## Begin Recorded information

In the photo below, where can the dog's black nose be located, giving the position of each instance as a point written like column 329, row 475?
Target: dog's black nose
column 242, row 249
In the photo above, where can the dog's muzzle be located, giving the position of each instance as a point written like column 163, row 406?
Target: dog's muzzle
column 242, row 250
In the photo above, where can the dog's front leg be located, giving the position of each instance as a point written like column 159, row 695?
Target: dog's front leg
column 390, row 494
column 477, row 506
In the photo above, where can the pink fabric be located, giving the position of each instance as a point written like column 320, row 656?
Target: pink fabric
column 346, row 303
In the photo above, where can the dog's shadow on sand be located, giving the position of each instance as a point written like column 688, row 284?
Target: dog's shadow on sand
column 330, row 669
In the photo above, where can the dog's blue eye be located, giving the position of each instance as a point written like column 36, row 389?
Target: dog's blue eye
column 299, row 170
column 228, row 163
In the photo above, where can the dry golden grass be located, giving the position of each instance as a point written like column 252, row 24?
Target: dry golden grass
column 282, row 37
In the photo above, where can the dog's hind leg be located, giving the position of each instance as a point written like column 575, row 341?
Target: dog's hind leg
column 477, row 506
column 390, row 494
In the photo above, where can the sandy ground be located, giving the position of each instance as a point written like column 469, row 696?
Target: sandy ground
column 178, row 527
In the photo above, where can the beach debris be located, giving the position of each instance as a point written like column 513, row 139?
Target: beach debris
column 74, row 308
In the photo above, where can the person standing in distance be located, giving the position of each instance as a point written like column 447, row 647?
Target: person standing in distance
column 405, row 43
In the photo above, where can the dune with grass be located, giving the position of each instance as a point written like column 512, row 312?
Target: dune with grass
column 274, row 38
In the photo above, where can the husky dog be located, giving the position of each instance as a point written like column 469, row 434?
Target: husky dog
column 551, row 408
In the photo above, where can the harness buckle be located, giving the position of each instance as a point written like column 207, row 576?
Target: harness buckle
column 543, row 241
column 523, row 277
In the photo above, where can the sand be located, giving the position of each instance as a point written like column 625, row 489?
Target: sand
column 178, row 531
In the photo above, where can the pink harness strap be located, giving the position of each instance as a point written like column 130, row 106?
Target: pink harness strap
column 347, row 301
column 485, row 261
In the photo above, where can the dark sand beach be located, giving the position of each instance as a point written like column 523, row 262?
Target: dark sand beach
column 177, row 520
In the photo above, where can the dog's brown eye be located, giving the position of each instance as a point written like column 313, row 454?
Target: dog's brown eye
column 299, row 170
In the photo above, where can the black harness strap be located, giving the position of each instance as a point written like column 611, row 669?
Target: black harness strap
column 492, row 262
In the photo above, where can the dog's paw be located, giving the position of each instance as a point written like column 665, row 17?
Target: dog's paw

## End Recorded information

— Task objective —
Lay out every one of the lines above as a Markdown table with two columns, Row and Line, numbering them in order and leaving out any blank lines.

— Response below —
| Row | Line |
|---|---|
| 1 | In the photo below, where can the dog's black nose be located, giving the position of each instance as a point written like column 329, row 475? |
| 2 | Target: dog's black nose |
| 3 | column 242, row 249 |
| 4 | In the photo above, where can the dog's muzzle be located, giving the position of each instance as a point written like column 163, row 406? |
| 5 | Target: dog's muzzle |
| 6 | column 242, row 250 |
| 7 | In the photo above, where can the dog's front leg be located, giving the position of each instance as a point written like column 159, row 695? |
| 8 | Target: dog's front leg |
| 9 | column 390, row 494 |
| 10 | column 477, row 506 |
| 11 | In the photo above, where can the pink fabric be located, giving the position of each instance as a point written like column 320, row 656? |
| 12 | Target: pink fabric |
| 13 | column 346, row 303 |
| 14 | In the photo above, where can the dog's shadow on sand be located, giving the position of each instance as a point written like column 688, row 284? |
| 15 | Target: dog's shadow on sand |
| 16 | column 330, row 669 |
| 17 | In the photo above, where can the dog's blue eye be located, giving the position of each instance as a point written like column 36, row 389? |
| 18 | Target: dog's blue eye |
| 19 | column 299, row 170 |
| 20 | column 228, row 163 |
| 21 | In the photo above, where can the dry golden grass be located, giving the position of each instance as a point written like column 252, row 24? |
| 22 | Target: dry golden grass |
| 23 | column 282, row 37 |
| 24 | In the photo above, where can the dog's hind leg be located, giving the position of each instance as a point written like column 575, row 341? |
| 25 | Target: dog's hind leg |
| 26 | column 477, row 506 |
| 27 | column 390, row 494 |
| 28 | In the photo above, where can the sandy ground be located, giving the position of each instance as a point written like column 469, row 696? |
| 29 | Target: sandy ground |
| 30 | column 178, row 527 |
| 31 | In the photo above, where can the beach debris be located, giving the position of each instance as a point written like column 513, row 139? |
| 32 | Target: beach debris |
| 33 | column 74, row 308 |
| 34 | In the photo above, where can the person standing in distance be located, giving the position of each instance as a point written like column 447, row 647? |
| 35 | Target: person standing in distance |
| 36 | column 405, row 43 |
| 37 | In the photo above, where can the dune with grass be located, giving the position of each instance as a point written like column 512, row 312? |
| 38 | Target: dune with grass |
| 39 | column 274, row 38 |
| 40 | In the photo above, where can the husky dog be located, giving the position of each instance as a point written like column 469, row 434? |
| 41 | Target: husky dog |
| 42 | column 551, row 408 |
| 43 | In the photo above, where can the harness buckle be located, giving the position of each instance as a point written like column 207, row 576? |
| 44 | Target: harness buckle |
| 45 | column 543, row 241 |
| 46 | column 523, row 277 |
| 47 | In the photo above, where can the sand be located, giving the position of each instance as a point written like column 625, row 489? |
| 48 | Target: sand |
| 49 | column 178, row 531 |
| 50 | In the photo above, where can the pink harness strap be located, giving the position of each instance as a point written like column 130, row 106? |
| 51 | Target: pink harness strap |
| 52 | column 347, row 301 |
| 53 | column 485, row 261 |
| 54 | In the photo above, where can the dark sand beach be located, giving the position of each instance as a point written like column 523, row 262? |
| 55 | Target: dark sand beach |
| 56 | column 177, row 520 |
| 57 | In the photo above, where can the dog's brown eye be located, giving the position of each instance as a point written like column 313, row 454? |
| 58 | Target: dog's brown eye |
| 59 | column 299, row 170 |
| 60 | In the photo above, where can the black harness strap be located, giving the position of each instance as a point written like column 611, row 669? |
| 61 | Target: black harness strap |
| 62 | column 492, row 262 |
| 63 | In the photo above, where can the dog's paw be located, giving the position of each instance as a point written like column 665, row 17? |
| 64 | Target: dog's paw |